掲載本文 →
一般的に、人間は視覚優位の生き物ということになっており、実際ほとんどの場面でそうだということは間違いないとは思います。
でもいつもそうだとは限らず、例えばあるエッセイで卓球選手が、高速の卓球の球は見ることよりも音を聞く方が、球の位置や状態の把握には優位性があると聞いたことがある と書かれていました。
更に、脳への信号の伝達は、視覚より聴覚の方が速いとも書かれていたのですが、そこは違っていて、情報処理速度は視覚は聴覚に比べて2桁分ぐらい早く、嗅覚や味覚はさらに2~3桁分ぐらい遅いことがわかっています。
ただ、文字を読むのと音読で音声で聞くのとでは、場合によっては、音読のナレーションの相性が良い場合、記憶に残るのは、音読の方かもしれません。
それについては、このエッセイにも書かれていて、透き通ったトーンの声は、客観的な立場からの内容伝達に向いている。難しい表現ですが、アナウンサーや通訳 などでしょうか。
また尺八に息を吹き込んだ時のような、濁った感じの音は、相手の心に近づいた印象を与える。
と書かれています。
内容を強調して伝えたいときは、声を大きくするよりも、声質の変化の方が効果的だそうです。
一方聴覚障害の患者さんも外来に来られますが、手話通訳の専門家がついて来られることもありますが、大体は私の汚い字で紙に書いて伝えることが多かったのですが、最近はスマホに録音できるので、大きなひらがなで私の言ったことが書き出されるのをみて、スムーズに会話できることもあります。
研修医が終わり、専攻医になって外来デビューの時、患者さんと話すときには大声でしゃべっていはいけない と教えられました。
医師として患者さんの病状を公にしていいのは、個人の名が明らかにされない学会発表の時と院内カンファレンスの時だけで、関係のない他人まして込み合う外来であっては、病状についてはなるべく無意味に大きな声で話すべきではない と教えられました。
ただし長寿者が多くなり、患者さん自身とのコミュニケーションのために大きな声で話さざるを得ないこともありますが、ただ大声であればいいというわけでは無いことも知っておかなくてはならないと思います。

抽出データ →
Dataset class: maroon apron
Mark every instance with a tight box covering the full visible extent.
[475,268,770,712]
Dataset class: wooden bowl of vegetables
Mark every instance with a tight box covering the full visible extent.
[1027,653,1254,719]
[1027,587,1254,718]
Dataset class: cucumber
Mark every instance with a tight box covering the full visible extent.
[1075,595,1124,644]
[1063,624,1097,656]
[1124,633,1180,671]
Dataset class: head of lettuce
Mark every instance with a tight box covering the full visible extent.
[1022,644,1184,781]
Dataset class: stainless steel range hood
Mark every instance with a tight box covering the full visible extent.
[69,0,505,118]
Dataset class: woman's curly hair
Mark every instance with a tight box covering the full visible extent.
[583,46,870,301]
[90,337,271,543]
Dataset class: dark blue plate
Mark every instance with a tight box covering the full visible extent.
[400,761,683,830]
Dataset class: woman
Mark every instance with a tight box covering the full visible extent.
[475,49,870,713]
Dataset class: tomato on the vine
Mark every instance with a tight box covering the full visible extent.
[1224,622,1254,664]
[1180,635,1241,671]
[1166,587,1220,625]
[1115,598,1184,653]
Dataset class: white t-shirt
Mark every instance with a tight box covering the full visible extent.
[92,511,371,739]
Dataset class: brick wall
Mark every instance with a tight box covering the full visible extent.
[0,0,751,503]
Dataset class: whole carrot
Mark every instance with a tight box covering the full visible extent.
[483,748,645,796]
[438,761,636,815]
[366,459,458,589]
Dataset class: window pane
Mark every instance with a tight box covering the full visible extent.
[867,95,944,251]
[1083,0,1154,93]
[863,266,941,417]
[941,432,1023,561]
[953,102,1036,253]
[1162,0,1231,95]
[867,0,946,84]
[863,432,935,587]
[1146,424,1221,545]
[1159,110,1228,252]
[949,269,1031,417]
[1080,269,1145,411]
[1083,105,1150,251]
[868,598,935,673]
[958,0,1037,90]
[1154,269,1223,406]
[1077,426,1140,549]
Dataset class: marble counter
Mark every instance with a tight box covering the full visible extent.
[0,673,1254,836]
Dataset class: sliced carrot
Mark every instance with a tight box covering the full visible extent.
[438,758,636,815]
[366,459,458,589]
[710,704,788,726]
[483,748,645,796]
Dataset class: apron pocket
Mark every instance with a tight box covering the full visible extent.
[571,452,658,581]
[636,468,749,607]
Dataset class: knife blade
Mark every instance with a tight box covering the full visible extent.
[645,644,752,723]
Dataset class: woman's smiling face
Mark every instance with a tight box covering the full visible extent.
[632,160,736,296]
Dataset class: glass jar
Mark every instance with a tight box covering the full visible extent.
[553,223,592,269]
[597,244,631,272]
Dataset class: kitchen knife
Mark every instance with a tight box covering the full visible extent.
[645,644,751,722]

実施課題 → 本文で名前が挙がっている感覚をすべて書き出してください。 このデータは本文とは別の出典から取ったものです。

解答 → 視覚、聴覚、嗅覚、味覚